*Exercise inputs:*
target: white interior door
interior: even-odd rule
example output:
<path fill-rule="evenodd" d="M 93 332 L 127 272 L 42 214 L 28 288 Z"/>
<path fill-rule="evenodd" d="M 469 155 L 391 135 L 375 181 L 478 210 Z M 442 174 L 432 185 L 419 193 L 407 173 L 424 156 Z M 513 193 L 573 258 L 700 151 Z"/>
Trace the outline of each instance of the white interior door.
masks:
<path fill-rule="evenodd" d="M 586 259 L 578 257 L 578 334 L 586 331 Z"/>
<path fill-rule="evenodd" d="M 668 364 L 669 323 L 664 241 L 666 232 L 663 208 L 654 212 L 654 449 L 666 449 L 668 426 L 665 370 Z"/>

*Task goal:* Look above for the line that contains "interior: even-odd rule". Starting there, transcribe every line exactly until you have copied the line that contains "Trace the outline".

*Answer section:*
interior: even-odd rule
example output:
<path fill-rule="evenodd" d="M 93 332 L 127 272 L 42 214 L 28 288 Z"/>
<path fill-rule="evenodd" d="M 469 155 L 391 135 L 375 181 L 478 210 Z M 442 174 L 432 185 L 419 193 L 407 173 L 424 156 Z M 513 193 L 573 258 L 700 151 Z"/>
Trace the outline of each instance of the white interior door.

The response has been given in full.